Count the lines in the items below that contain the string "wall", treating uppercase and lowercase as different. Reply with the number alone.
--- START OF PROVIDED DATA ---
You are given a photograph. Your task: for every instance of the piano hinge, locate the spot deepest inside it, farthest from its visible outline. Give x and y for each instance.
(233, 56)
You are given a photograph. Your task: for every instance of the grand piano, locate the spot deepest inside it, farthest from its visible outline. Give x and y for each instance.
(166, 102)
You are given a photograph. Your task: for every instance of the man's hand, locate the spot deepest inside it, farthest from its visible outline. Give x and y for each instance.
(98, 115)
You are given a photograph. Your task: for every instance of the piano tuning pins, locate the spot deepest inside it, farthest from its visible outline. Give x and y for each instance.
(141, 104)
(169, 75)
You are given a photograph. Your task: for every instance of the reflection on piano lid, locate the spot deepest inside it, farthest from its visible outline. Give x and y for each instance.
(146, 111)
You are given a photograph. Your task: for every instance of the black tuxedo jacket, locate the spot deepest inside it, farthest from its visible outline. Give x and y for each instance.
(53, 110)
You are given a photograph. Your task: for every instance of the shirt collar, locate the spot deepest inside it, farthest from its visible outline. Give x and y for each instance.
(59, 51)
--- END OF PROVIDED DATA ---
--- START OF PROVIDED DATA ---
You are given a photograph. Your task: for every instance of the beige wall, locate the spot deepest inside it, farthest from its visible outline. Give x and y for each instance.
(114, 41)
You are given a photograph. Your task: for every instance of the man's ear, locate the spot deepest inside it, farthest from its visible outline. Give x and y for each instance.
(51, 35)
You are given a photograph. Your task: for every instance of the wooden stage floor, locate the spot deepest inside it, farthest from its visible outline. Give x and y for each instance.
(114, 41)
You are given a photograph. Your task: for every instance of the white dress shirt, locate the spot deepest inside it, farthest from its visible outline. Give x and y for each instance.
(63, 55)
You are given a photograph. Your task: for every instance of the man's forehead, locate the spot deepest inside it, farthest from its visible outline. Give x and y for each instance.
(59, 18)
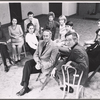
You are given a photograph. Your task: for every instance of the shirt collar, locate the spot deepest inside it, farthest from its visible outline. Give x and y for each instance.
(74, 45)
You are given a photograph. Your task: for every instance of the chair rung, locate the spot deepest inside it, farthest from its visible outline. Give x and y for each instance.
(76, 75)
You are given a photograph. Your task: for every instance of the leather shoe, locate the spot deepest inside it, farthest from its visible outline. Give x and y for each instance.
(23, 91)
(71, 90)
--- END OF PROVIDED DATA ---
--- START OF PROVIDED DATA ---
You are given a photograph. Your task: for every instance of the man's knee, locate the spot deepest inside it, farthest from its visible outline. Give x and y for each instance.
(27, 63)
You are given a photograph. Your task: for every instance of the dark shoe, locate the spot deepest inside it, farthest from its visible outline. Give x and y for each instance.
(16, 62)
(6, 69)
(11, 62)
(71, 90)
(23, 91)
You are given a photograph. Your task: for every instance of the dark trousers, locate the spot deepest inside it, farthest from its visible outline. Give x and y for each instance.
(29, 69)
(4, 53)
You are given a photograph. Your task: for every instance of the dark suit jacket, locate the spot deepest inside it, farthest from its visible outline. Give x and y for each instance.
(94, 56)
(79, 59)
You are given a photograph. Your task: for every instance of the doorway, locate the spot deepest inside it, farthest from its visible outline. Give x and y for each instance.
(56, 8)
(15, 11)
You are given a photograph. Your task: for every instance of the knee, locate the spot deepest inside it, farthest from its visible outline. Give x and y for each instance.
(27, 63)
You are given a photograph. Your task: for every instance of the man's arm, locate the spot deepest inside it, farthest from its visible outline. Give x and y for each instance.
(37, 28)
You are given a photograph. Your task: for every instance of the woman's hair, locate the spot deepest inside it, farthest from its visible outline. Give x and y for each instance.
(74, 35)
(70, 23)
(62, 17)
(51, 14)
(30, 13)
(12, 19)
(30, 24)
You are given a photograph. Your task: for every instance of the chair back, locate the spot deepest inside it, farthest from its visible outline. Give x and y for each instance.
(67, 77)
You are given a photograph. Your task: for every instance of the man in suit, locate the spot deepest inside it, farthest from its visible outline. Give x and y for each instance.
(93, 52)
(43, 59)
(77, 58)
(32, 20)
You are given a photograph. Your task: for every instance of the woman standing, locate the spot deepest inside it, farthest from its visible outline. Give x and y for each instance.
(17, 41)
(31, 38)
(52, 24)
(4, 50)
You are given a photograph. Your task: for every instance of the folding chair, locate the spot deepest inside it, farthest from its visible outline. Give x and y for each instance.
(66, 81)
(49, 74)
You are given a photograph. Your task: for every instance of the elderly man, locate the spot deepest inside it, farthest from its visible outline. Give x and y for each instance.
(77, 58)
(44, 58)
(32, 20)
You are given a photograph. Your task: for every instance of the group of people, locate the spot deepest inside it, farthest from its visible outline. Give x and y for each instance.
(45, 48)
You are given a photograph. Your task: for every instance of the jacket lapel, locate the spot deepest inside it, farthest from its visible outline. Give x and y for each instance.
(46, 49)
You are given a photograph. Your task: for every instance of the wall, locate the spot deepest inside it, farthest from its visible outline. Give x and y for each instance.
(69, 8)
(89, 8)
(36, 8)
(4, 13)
--- END OF PROVIDED DATA ---
RESPONSE TO THE EXERCISE
2